_List of tasks_.
1. Retype the passage on loops and functions in R, from "17 loops, functions, and" up to and including "any programming language.".
2. List each value printed in the output of the first for loop example in the passage on loops and functions in R.
3. According to the passage on loops and functions in R, which package provides the map function?

_Text block_.
17 loops, functions, and beyond

In one of the most important contemporary theoretical models of intelligence, (Sternberg 1999) has argued that the ability to automatize, that is, to work efficiently on repeated or habitual tasks, is a key component of intelligent behavior. Solving habitual problems efficiently - whether it is making a cup of coffee, finding the shortest path to complete a shopping list in a supermarket or a series of errands across town - allows us to focus our limited resources on other challenging tasks that, in turn, may determine whether we survive, or at least prosper.

In programming, loops and functions are essential tools for making repetitive tasks simple. Simplifying your code is one of the more intellectually satisfying aspects of working in R or in any programming language.

In R, loops are supplemented by additional tools for simplifying and avoiding repetition in code, including the ‘apply’ family and the map function in purrr. Functions (and, beyond this, custom libraries) can further streamline your work.

17.1 loops

Consider the task of printing out a series of numbers. Here’s a simple example of how this could be done in a loop in R. It prints numbers between 1995 and 1998 (inclusive).

for (i in 1995:1998) { # i is an index code
    print(i) # print the ith value in the sequence 
} # go to the next one until the range is complete
## [1] 1995
## [1] 1996
## [1] 1997
## [1] 1998

Let’s expand on this a little, connecting back to the babynames data. This will print counts of the number of babies for each year in GenerationZ, which includes years from 1995-2015.

genZ <- (1995:2015)

_Extracted data_.
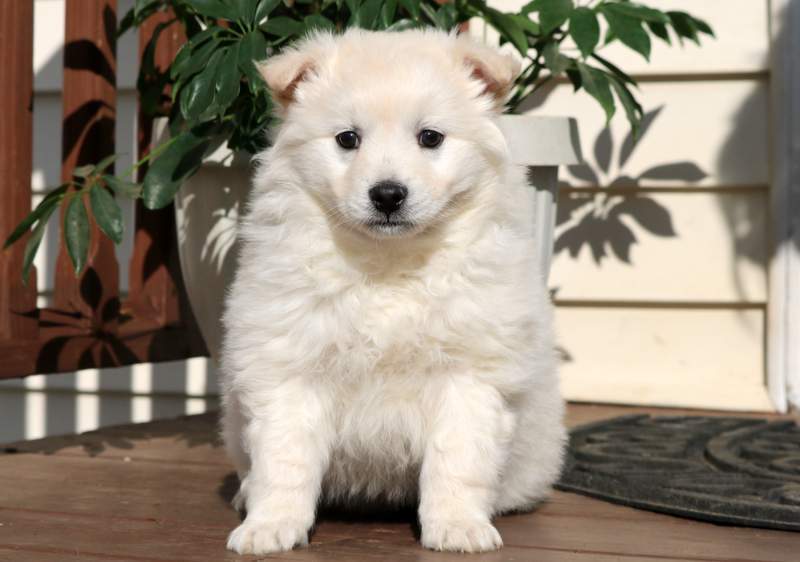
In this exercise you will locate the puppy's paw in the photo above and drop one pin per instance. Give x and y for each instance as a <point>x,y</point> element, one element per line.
<point>460,535</point>
<point>263,537</point>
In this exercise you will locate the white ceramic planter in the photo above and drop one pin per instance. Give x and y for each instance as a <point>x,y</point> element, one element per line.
<point>207,209</point>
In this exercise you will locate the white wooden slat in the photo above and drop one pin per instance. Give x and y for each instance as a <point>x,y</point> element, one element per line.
<point>741,44</point>
<point>686,247</point>
<point>707,358</point>
<point>701,134</point>
<point>48,35</point>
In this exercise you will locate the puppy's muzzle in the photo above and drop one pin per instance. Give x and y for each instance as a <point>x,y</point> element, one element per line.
<point>387,197</point>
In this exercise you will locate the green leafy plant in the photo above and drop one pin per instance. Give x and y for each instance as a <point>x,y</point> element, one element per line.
<point>217,95</point>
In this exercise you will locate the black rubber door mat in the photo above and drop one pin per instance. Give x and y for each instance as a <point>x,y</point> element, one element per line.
<point>725,470</point>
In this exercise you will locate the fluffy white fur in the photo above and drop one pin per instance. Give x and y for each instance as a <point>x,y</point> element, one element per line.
<point>410,363</point>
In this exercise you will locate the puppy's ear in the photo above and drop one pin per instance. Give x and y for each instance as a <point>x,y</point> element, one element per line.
<point>495,70</point>
<point>284,72</point>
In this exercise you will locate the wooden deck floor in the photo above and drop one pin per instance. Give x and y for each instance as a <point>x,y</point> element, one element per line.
<point>160,491</point>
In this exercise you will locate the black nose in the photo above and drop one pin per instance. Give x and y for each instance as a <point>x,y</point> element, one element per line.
<point>388,196</point>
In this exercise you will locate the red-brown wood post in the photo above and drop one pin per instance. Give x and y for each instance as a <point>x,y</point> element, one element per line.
<point>89,99</point>
<point>155,278</point>
<point>17,301</point>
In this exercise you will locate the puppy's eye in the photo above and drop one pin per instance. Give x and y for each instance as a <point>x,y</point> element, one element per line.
<point>429,138</point>
<point>348,140</point>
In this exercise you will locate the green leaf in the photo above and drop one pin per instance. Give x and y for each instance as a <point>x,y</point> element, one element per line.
<point>265,8</point>
<point>388,12</point>
<point>527,24</point>
<point>508,28</point>
<point>83,171</point>
<point>252,49</point>
<point>317,21</point>
<point>555,61</point>
<point>178,161</point>
<point>197,54</point>
<point>282,26</point>
<point>122,187</point>
<point>42,209</point>
<point>215,9</point>
<point>412,7</point>
<point>446,17</point>
<point>552,13</point>
<point>660,31</point>
<point>367,14</point>
<point>402,25</point>
<point>197,96</point>
<point>596,84</point>
<point>575,78</point>
<point>638,11</point>
<point>32,245</point>
<point>584,30</point>
<point>106,213</point>
<point>76,233</point>
<point>228,79</point>
<point>628,30</point>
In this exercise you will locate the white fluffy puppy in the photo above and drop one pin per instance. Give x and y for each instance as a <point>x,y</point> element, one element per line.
<point>388,336</point>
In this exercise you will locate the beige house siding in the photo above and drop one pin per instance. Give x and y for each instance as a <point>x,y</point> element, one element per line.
<point>662,247</point>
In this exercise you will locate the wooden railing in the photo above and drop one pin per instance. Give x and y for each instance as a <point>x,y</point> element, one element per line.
<point>88,325</point>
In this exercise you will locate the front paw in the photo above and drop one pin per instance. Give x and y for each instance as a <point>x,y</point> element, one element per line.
<point>263,537</point>
<point>460,535</point>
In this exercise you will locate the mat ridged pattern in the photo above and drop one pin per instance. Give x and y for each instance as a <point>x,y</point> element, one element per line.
<point>725,470</point>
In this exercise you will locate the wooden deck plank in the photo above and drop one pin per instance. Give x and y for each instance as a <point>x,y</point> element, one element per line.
<point>160,492</point>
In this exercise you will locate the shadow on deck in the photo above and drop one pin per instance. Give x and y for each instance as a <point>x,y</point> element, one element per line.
<point>160,492</point>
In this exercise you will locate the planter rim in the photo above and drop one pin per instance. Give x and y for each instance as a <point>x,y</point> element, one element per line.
<point>535,140</point>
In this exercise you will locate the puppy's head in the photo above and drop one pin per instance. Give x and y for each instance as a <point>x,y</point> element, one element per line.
<point>387,129</point>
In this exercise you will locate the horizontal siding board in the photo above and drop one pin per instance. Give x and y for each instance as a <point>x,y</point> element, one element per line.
<point>693,358</point>
<point>662,247</point>
<point>700,134</point>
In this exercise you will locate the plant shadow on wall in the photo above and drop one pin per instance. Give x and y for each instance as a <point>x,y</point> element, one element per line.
<point>603,219</point>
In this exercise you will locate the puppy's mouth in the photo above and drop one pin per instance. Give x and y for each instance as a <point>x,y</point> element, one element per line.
<point>390,226</point>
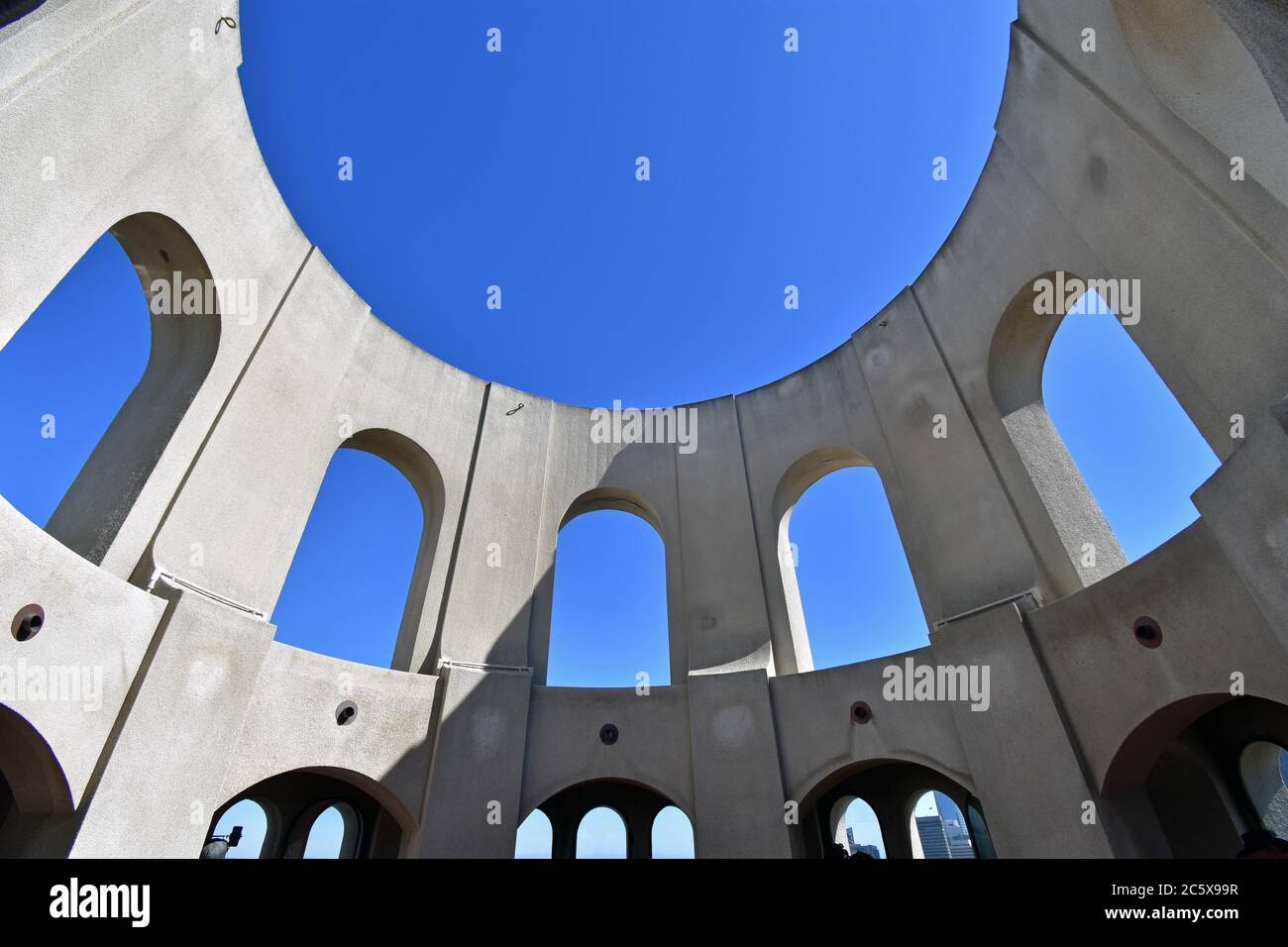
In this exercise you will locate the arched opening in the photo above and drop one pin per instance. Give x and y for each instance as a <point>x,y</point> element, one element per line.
<point>608,613</point>
<point>356,587</point>
<point>1086,411</point>
<point>601,834</point>
<point>253,819</point>
<point>880,802</point>
<point>613,818</point>
<point>855,828</point>
<point>846,581</point>
<point>1202,779</point>
<point>35,799</point>
<point>1136,449</point>
<point>321,813</point>
<point>938,828</point>
<point>535,838</point>
<point>106,390</point>
<point>673,834</point>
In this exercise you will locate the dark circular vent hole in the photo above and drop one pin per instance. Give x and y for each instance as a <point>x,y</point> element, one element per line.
<point>27,622</point>
<point>1147,631</point>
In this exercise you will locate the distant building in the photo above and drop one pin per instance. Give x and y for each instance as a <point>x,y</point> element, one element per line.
<point>954,827</point>
<point>934,841</point>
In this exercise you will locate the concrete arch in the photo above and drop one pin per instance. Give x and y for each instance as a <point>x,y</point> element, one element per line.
<point>625,501</point>
<point>635,802</point>
<point>376,823</point>
<point>420,618</point>
<point>183,303</point>
<point>35,797</point>
<point>804,474</point>
<point>301,831</point>
<point>1176,787</point>
<point>889,787</point>
<point>1017,360</point>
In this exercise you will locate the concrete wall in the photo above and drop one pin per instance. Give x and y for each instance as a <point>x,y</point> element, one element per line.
<point>1108,163</point>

_Solutions for each task_.
1.
17 loops, functions, and beyond

In one of the most important contemporary theoretical models of intelligence, (Sternberg 1999) has argued that the ability to automatize, that is, to work efficiently on repeated or habitual tasks, is a key component of intelligent behavior. Solving habitual problems efficiently - whether it is making a cup of coffee, finding the shortest path to complete a shopping list in a supermarket or a series of errands across town - allows us to focus our limited resources on other challenging tasks that, in turn, may determine whether we survive, or at least prosper.

In programming, loops and functions are essential tools for making repetitive tasks simple. Simplifying your code is one of the more intellectually satisfying aspects of working in R or in any programming language.

2.
1995
1996
1997
1998

3. purrr